## [SEITENTEXT]
The Devil wears Stradivari

Moviekritk: Der Teufelsgeiger
Bildquelle: 
Frenetic Films

«Ich lebe durch meine Musik. Alles was ich fühle, was ich bin, was ich sein will, ist meine Musik», sagt Paganini, oder ist es doch Garrett? In diesen paar Sekunden verschmelzen beide zu einer Person. Der Blick ist teuflisch und glühend - Niccolò Paganini. Über die Lippen huscht ein kindliches Lächeln und der Blick senkt sich schüchtern - David Garrett. Doch dann flackert Paganini wieder auf und fixiert sein Gegenüber. 

 

Der italienische Geiger Niccolò Paganini (David Garrett in seiner ersten Hauptrolle) ist talentiert, bekommt allerdings von seinem Publikum nicht die verdiente Anerkennung, weil es nicht weiss, was es mit den gewagten und neuartigen Kompositionen des Geigers anfangen soll. Dies ändert sich schlagartig, als Urbani (Jared Harris, «Der seltsame Fall des Benjamin Button», «Lincoln») in Paganinis Leben tritt. Urbani wird sein Manager. Er treibt Paganini immer weiter an, obwohl dieser gesundheitlich angeschlagen ist. Urbani lässt den Musiker immer wieder gegen die Wand laufen, bis dieser in seiner Spiel- und Trinksucht gar seine Geige verspielt. Immer weiter, immer schneller. Mailand, Wien, Paris und dann zuletzt noch London. Paganinis Imperium soll grösser als Napoleons werden.

## [VORLIEGENDES MATERIAL]

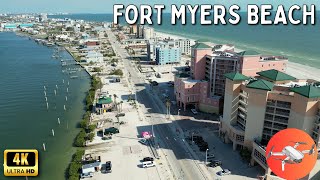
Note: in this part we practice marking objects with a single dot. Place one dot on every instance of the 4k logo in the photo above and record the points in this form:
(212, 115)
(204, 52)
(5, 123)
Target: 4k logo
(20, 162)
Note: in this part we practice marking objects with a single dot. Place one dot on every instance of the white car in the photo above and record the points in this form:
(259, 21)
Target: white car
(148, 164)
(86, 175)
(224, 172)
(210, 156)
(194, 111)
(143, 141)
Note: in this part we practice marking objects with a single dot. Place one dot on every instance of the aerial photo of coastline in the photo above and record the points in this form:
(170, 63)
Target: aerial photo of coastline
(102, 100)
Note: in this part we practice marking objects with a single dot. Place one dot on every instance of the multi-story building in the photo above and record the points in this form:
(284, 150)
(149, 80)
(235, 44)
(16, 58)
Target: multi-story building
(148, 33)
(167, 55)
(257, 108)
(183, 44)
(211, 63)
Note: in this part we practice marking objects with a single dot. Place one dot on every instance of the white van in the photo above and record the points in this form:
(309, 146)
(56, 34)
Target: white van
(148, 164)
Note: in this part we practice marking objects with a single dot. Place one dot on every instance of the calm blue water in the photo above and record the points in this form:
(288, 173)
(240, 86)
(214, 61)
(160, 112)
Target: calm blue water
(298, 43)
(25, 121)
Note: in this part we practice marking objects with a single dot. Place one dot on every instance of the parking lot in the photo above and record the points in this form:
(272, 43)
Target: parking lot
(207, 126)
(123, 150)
==
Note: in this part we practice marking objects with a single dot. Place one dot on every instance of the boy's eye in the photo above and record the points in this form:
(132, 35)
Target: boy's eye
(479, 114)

## [AUFGABENSTELLUNG]
[1] Schreibe aus der Filmkritik zum Teufelsgeiger den Abschnitt von „Der italienische Geiger“ bis „grösser als Napoleons werden.“ wortgetreu ab.
[2] Wer wird laut der Filmkritik zum Teufelsgeiger Paganinis Manager?
[3] Bitte setze die Filmkritik zum Teufelsgeiger im Anschluss an ihren letzten Satz fort.

## [ERGEBNISSE]
[1]
Der italienische Geiger Niccolò Paganini (David Garrett in seiner ersten Hauptrolle) ist talentiert, bekommt allerdings von seinem Publikum nicht die verdiente Anerkennung, weil es nicht weiss, was es mit den gewagten und neuartigen Kompositionen des Geigers anfangen soll. Dies ändert sich schlagartig, als Urbani (Jared Harris, «Der seltsame Fall des Benjamin Button», «Lincoln») in Paganinis Leben tritt. Urbani wird sein Manager. Er treibt Paganini immer weiter an, obwohl dieser gesundheitlich angeschlagen ist. Urbani lässt den Musiker immer wieder gegen die Wand laufen, bis dieser in seiner Spiel- und Trinksucht gar seine Geige verspielt. Immer weiter, immer schneller. Mailand, Wien, Paris und dann zuletzt noch London. Paganinis Imperium soll grösser als Napoleons werden.

[2] Urbani.

[3]
Der Mythos des Geigers, der einen Pakt mit dem Teufel haben muss -  wie sonst ist ein Mensch in der Lage so schnell zu spielen und seinem Instrument solche Klänge zu entlocken? - erreicht schliesslich John Watson (Christian McKay, «Dame, König, As, Spion», «Borgia) und dessen Geliebte Elisabeth Wells (Veronica Ferres, «Katharina die Grosse» und «Rubinrot»). Nach langem hin und her und Verpfändung von Watsons Hab und Gut, zerrt Urbani Paganini schliesslich nach London. Das Empfangskomitee ist alles andere als rosig. Zum einen ist da die gerissene Journalistin Ethel Langham (Joely Richardson, «Der Patriot», «Verblendung»), zum anderen die feministisch angehauchte Aktivistin Primrose Blackstone (Olivia D’Abo, «Wayne’s World 2», «Tödliche Formel»). Beide wollen Paganinis Sturz, wobei eine seinem Charme nicht gänzlich zu widerstehen vermag. Der Frauenheld und sein Manager werden schliesslich bei Watson untergebracht. Woran vor allem Paganini Gefallen findet, zumal Watsons Tochter Charlotte (Newcomerin Andrea Deck, bisher mit kleineren Rollen in «Les Misérables» und im Kurzfilm «In love with a nun») unter dem selben Dach lebt. Eine bittersüsse Liebe beginnt.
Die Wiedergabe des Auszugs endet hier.